• **Exercise description**: Reproduce verbatim the lines of the material below, from the line containing "bumper in the scene above?" through the line containing "[76,28,80,42]", inclusive. Include no other lines.

• **Task data**:
——————
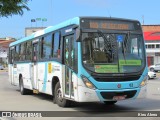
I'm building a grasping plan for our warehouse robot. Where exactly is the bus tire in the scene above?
[19,77,28,95]
[104,101,117,105]
[54,82,70,107]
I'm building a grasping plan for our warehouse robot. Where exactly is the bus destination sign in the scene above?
[90,22,129,30]
[81,20,139,30]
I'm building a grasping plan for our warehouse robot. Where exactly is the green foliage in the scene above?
[0,0,30,17]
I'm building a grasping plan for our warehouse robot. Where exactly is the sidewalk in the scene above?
[0,68,8,72]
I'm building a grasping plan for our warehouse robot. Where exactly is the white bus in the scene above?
[9,17,147,107]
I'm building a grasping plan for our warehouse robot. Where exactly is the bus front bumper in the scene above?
[78,86,147,102]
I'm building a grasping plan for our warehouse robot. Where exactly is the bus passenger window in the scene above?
[25,41,32,60]
[53,32,60,58]
[14,45,19,61]
[41,34,52,59]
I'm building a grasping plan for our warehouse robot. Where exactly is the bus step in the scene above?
[33,89,39,94]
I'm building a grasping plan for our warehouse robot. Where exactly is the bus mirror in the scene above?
[76,28,80,42]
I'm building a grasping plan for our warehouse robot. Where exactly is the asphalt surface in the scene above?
[0,71,160,120]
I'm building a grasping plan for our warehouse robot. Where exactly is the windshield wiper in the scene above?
[122,32,130,63]
[98,30,113,62]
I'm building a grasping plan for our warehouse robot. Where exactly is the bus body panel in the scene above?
[9,17,148,105]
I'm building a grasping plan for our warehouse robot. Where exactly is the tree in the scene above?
[0,0,30,17]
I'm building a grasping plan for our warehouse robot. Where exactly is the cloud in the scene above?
[75,0,108,8]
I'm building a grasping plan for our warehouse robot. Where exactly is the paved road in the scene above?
[0,72,160,120]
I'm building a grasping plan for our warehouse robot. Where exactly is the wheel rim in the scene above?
[150,68,154,71]
[57,88,63,102]
[20,81,23,92]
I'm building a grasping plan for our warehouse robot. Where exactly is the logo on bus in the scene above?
[117,84,121,88]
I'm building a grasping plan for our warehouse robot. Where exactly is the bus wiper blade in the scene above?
[97,30,113,60]
[122,42,126,63]
[122,32,130,63]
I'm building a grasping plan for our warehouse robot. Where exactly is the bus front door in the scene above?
[62,35,75,99]
[31,41,38,93]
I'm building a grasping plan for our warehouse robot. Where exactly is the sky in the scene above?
[0,0,160,39]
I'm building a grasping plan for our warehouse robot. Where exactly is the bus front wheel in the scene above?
[19,77,28,95]
[104,101,117,105]
[54,82,70,107]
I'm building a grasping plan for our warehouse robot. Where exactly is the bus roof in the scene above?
[9,17,80,47]
[9,17,138,47]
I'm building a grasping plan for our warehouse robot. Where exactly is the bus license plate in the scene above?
[113,95,126,100]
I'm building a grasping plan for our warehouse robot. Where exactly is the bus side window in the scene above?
[20,43,26,61]
[25,41,32,60]
[9,48,15,64]
[53,32,60,58]
[41,34,52,59]
[14,45,19,61]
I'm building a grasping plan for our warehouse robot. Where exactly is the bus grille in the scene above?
[101,90,137,100]
[93,75,140,82]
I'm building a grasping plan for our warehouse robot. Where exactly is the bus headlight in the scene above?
[140,76,148,87]
[81,75,96,89]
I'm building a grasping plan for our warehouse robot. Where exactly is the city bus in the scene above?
[9,17,148,107]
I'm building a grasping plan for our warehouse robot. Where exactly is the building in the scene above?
[142,25,160,66]
[0,37,15,65]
——————
• **Answer to the exercise**:
I'm building a grasping plan for our warehouse robot. Where exactly is the bus front bumper in the scene above?
[78,86,147,102]
I'm building a grasping plan for our warehouse robot. Where exactly is the bus passenger window in the scene above?
[25,41,32,60]
[53,32,60,58]
[14,45,19,61]
[41,34,52,59]
I'm building a grasping plan for our warehouse robot. Where exactly is the bus step in the scene above?
[33,89,39,94]
I'm building a grasping plan for our warehouse robot. Where exactly is the bus mirror in the scene above?
[76,28,80,42]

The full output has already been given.